(Region pointing data)
|---|

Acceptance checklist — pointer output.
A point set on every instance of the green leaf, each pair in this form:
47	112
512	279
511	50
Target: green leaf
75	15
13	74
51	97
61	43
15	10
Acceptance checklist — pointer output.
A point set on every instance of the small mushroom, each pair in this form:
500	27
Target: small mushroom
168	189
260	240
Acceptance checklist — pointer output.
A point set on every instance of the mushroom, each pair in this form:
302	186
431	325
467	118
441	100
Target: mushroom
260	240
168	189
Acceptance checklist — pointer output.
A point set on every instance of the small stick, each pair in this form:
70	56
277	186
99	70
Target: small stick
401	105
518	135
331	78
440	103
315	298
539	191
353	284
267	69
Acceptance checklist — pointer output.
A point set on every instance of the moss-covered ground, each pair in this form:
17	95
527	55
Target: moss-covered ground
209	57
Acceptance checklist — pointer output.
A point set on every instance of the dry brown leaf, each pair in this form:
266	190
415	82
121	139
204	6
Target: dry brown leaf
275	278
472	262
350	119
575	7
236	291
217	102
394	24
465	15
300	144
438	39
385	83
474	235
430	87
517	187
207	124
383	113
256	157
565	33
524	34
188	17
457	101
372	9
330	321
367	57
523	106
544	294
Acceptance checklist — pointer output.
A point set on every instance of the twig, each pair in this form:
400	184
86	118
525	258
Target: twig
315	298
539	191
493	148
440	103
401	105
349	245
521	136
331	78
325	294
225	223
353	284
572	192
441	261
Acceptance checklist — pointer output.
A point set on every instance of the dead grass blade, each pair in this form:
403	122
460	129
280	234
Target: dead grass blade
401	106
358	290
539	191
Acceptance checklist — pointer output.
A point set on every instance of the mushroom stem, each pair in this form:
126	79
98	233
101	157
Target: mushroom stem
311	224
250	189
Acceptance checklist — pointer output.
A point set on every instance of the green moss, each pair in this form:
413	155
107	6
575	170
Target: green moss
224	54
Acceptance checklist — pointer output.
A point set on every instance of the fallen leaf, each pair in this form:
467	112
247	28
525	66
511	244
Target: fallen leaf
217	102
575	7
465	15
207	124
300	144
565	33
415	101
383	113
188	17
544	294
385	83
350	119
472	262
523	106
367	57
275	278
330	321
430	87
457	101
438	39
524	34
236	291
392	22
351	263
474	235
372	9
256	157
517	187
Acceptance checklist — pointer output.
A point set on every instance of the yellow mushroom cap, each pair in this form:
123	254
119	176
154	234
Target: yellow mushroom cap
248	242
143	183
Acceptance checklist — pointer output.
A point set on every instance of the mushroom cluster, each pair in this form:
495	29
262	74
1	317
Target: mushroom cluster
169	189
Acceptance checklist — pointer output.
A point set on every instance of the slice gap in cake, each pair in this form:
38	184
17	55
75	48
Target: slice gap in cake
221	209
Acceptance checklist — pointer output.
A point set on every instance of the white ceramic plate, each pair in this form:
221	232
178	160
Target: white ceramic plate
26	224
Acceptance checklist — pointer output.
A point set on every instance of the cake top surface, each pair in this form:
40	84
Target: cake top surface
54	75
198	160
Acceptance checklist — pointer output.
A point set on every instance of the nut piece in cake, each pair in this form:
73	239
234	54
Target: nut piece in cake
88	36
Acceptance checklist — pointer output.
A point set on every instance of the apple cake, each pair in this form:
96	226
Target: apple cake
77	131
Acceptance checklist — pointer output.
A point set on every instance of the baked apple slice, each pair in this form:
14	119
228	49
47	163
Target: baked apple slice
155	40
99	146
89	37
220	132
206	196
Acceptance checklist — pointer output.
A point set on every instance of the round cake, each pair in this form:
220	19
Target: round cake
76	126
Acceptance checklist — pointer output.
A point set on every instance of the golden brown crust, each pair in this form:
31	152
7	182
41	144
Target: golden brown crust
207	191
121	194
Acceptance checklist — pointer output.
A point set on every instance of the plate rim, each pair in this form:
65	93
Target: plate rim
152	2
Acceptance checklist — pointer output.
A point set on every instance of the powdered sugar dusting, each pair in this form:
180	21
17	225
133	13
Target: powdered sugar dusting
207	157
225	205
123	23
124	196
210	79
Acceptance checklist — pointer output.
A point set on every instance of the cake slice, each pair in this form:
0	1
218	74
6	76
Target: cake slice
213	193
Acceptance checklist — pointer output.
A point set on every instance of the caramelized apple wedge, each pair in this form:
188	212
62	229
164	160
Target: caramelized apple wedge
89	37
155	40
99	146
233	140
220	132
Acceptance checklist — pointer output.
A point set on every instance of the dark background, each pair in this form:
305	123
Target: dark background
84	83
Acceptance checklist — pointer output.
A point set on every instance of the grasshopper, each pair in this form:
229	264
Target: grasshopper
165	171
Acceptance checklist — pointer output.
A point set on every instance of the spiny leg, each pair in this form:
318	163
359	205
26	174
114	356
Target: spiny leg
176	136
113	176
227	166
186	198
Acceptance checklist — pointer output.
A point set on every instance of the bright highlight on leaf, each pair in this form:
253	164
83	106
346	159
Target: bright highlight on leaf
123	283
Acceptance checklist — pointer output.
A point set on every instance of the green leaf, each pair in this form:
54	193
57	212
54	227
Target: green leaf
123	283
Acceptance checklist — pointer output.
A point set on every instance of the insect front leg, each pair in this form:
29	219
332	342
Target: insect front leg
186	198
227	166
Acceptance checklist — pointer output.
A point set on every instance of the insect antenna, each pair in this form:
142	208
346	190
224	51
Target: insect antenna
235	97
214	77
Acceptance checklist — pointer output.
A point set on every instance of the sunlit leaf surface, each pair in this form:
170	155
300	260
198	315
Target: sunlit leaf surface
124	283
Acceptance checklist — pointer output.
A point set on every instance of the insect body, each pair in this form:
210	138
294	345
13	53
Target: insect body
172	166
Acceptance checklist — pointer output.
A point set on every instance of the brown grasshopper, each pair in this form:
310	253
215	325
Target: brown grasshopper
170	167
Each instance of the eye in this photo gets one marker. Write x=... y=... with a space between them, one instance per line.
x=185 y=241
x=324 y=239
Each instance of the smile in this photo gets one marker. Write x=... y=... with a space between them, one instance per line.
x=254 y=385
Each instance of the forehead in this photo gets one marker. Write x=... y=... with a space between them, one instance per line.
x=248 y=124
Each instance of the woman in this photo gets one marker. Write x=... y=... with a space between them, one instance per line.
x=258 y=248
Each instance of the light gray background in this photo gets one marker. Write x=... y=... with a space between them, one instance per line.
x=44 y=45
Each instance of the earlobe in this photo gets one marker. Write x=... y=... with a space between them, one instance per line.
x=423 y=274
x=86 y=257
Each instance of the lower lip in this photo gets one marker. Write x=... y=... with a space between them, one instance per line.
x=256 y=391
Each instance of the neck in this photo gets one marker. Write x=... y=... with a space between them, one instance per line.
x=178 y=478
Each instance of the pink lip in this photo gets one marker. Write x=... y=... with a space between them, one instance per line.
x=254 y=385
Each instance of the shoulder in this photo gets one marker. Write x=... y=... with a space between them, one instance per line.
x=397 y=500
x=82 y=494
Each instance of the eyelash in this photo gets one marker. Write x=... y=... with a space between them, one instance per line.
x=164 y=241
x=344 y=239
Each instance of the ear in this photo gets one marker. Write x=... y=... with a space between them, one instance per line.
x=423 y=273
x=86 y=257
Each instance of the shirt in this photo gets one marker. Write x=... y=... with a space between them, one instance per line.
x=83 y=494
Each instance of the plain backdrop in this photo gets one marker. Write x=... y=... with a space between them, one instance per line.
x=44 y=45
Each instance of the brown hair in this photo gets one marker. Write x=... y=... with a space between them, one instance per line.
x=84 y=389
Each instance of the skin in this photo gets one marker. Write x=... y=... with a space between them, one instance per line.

|---|

**EXERCISE**
The entries above must each be repeated exactly.

**SOLUTION TO THIS PROBLEM**
Acceptance checklist — pointer output.
A point set on every instance of the green leaf, each pair in this form:
47	112
512	279
511	50
Target: green leaf
75	15
13	74
51	97
61	43
15	10
Acceptance checklist — pointer output.
A point set on every instance of the small mushroom, each pair in this form:
500	27
Target: small mushroom
168	189
260	240
Acceptance checklist — pointer output.
A point set on every instance of the mushroom, each pair in this form:
302	186
431	325
467	118
441	100
Target: mushroom
260	240
168	189
Acceptance checklist — pointer output.
A point set on every instance of the small stick, each pair in this form:
70	56
277	186
99	70
Target: small stick
401	105
518	135
331	78
440	103
315	298
539	191
353	284
267	69
Acceptance checklist — pointer output.
A point set on every instance of the moss-covered ground, each pair in this form:
17	95
527	55
Target: moss-covered ground
209	57
Acceptance checklist — pointer output.
A point set on every instance of the dry brown leaf, each pair in this form:
266	190
415	82
121	139
204	6
Target: dry brown leaf
275	278
472	262
350	119
575	7
236	291
217	102
394	24
465	15
300	144
438	39
385	83
474	235
430	87
517	187
207	124
383	113
256	157
565	33
524	34
188	17
457	101
372	9
330	321
367	57
523	106
544	294
Acceptance checklist — pointer output.
A point set on every instance of the twig, each pair in this form:
400	184
86	118
525	258
Target: twig
315	298
539	191
493	148
440	103
401	105
349	245
521	136
331	78
325	294
225	223
353	284
572	192
441	261
Acceptance checklist — pointer output.
A point set on every instance of the dead grass blade, each pair in this form:
403	122
460	129
280	234
Target: dead grass blade
401	106
358	290
539	191
Acceptance checklist — pointer output.
A point set on every instance of the mushroom stem, each pair in this form:
126	79
98	233
101	157
Target: mushroom stem
311	224
250	189
Acceptance checklist — pointer output.
A point set on every instance of the green moss, each pair in this form:
413	155
107	6
575	170
Target: green moss
224	54
Acceptance checklist — pointer output.
A point set on every instance of the fallen leaf, each pair in this form:
467	112
247	28
525	66
511	244
Target: fallen leaf
217	102
575	7
465	15
207	124
300	144
565	33
415	101
383	113
188	17
544	294
385	83
350	119
472	262
523	106
367	57
275	278
330	321
430	87
457	101
438	39
524	34
236	291
392	22
351	263
474	235
372	9
256	157
517	187
Acceptance checklist — pointer output.
A point set on every instance of the yellow mushroom cap, each pair in this form:
123	254
119	176
154	234
Target: yellow mushroom cap
248	242
143	183
Acceptance checklist — pointer output.
A point set on every instance of the mushroom cluster, each pair in this form:
495	29
262	74
1	317
Target: mushroom cluster
169	189
Acceptance checklist — pointer output.
A point set on every instance of the slice gap in cake, each pair in this form:
38	184
17	55
75	48
Target: slice gap in cake
221	209
Acceptance checklist — pointer output.
A point set on every instance of the white ceramic plate, each pair in this form:
221	232
178	160
Target: white ceramic plate
26	224
Acceptance checklist — pointer output.
A point set on every instance of the cake top surface, each pair in this form:
40	84
Target: cake top surface
54	75
198	160
Acceptance checklist — pointer output.
A point set on every instance of the nut piece in cake, each pair in this form:
73	239
234	54
Target: nut piece in cake
88	36
Acceptance checklist — pointer output.
A point set on every instance of the apple cake, each pair in this form:
96	226
Target: apple cake
77	131
Acceptance checklist — pointer output.
A point set on every instance of the baked apple slice, each pair in this form:
14	119
228	49
47	163
Target: baked apple slice
155	40
99	146
89	37
220	132
206	196
Acceptance checklist — pointer output.
A point set on every instance of the round cake, each pair in this form:
220	19
Target: round cake
76	126
Acceptance checklist — pointer output.
A point set on every instance of the golden brown crust, each pair in this form:
31	152
7	182
41	144
Target: golden brown crust
207	191
121	194
Acceptance checklist — pointer output.
A point set on every instance of the plate rim, each pair in this form:
65	93
Target: plate rim
152	2
Acceptance checklist — pointer output.
A point set on every instance of the powdered sugar dusting, each pair in this form:
180	21
17	225
133	13
Target: powdered sugar dusting
207	157
225	205
123	23
124	196
210	79
Acceptance checklist — pointer output.
A point set on every instance of the cake slice, each pair in this form:
0	1
218	74
6	76
Target: cake slice
213	193
Acceptance checklist — pointer output.
A point set on every instance of the caramelized apple wedge, each pair in this form:
188	212
62	229
164	160
Target: caramelized apple wedge
89	37
155	40
99	146
233	140
220	132
Acceptance checklist — pointer output.
A point set on every instance of the dark background, each pair in this form:
305	123
Target: dark background
84	83
Acceptance checklist — pointer output.
A point set on every instance of the grasshopper, each pair in this form:
229	264
Target: grasshopper
165	171
Acceptance checklist — pointer output.
A point set on every instance of the spiny leg, each pair in this form:
318	163
359	205
26	174
114	356
Target: spiny leg
176	136
113	176
227	166
186	198
Acceptance checklist — pointer output.
A point set on every instance of the bright highlight on leaf, each pair in this form:
253	164
83	106
346	159
Target: bright highlight on leaf
123	283
Acceptance checklist — pointer output.
A point set on every instance of the green leaf, each pair in this form:
54	193
57	212
54	227
Target: green leaf
123	283
Acceptance checklist — pointer output.
A point set on every instance of the insect front leg, each pair in this form:
29	219
332	342
Target: insect front leg
186	198
227	166
Acceptance checklist — pointer output.
A point set on every instance of the insect antenna, each pair in this form:
142	208
346	190
224	51
Target: insect antenna
235	97
214	77
Acceptance checklist — pointer output.
A point set on every instance of the sunlit leaf surface, each pair in this form:
170	155
300	260
198	315
Target: sunlit leaf surface
124	283
Acceptance checklist — pointer output.
A point set on every instance of the insect body, each pair in this form:
210	138
294	345
13	53
Target: insect body
172	166
Acceptance checklist — pointer output.
A point set on every instance of the brown grasshopper, each pair in this form:
310	253
215	325
Target: brown grasshopper
170	167
Each instance of the eye in this photo gets one marker. Write x=... y=... with a space between them, one instance per line.
x=185 y=241
x=324 y=239
Each instance of the smile in this photo gets one marker. Write x=... y=... with a space between them, one instance per line.
x=254 y=385
Each instance of the forehead in this photo gets one marker. Write x=... y=... with a space between them, one instance per line.
x=248 y=124
Each instance of the woman in this photo gets one marker. Write x=... y=... with a space between them, one instance per line.
x=258 y=248
Each instance of the light gray background in this photo gets one marker. Write x=... y=... with a space between them, one instance per line.
x=44 y=45
Each instance of the earlobe in this photo gets one marker. Write x=... y=... with a space between them, one instance per line.
x=423 y=274
x=86 y=257
Each instance of the lower lip in this photo gets one marker. Write x=... y=... with a space between them, one instance per line.
x=256 y=391
Each instance of the neck in this photo gets one marker. Write x=... y=... with a space between them, one instance per line.
x=178 y=478
Each instance of the pink lip in this photo gets one marker. Write x=... y=... with a space between them, one instance per line.
x=254 y=385
Each instance of the shoulder in this photo gets one marker. Write x=... y=... with a space between them, one instance per line.
x=397 y=500
x=82 y=494
Each instance of the eyelash in this photo gets one marker. Write x=... y=... with a space between them, one instance per line.
x=164 y=241
x=344 y=239
Each instance of the ear in this photo gets one marker. Write x=... y=... with a space between them, one instance per line.
x=423 y=273
x=86 y=257
Each instance of the shirt in this photo gets one marker. Write x=... y=... with a space between them, one instance per line.
x=83 y=494
Each instance of the plain backdrop in this photo gets one marker. Write x=... y=... with a space between them, one instance per line.
x=44 y=45
Each instance of the brown hair in this photo gets one marker. Write x=... y=... with a space between them, one instance per line.
x=84 y=389
Each instance of the skin in this photo gets one marker. Write x=... y=... with a space between them, one instance per line.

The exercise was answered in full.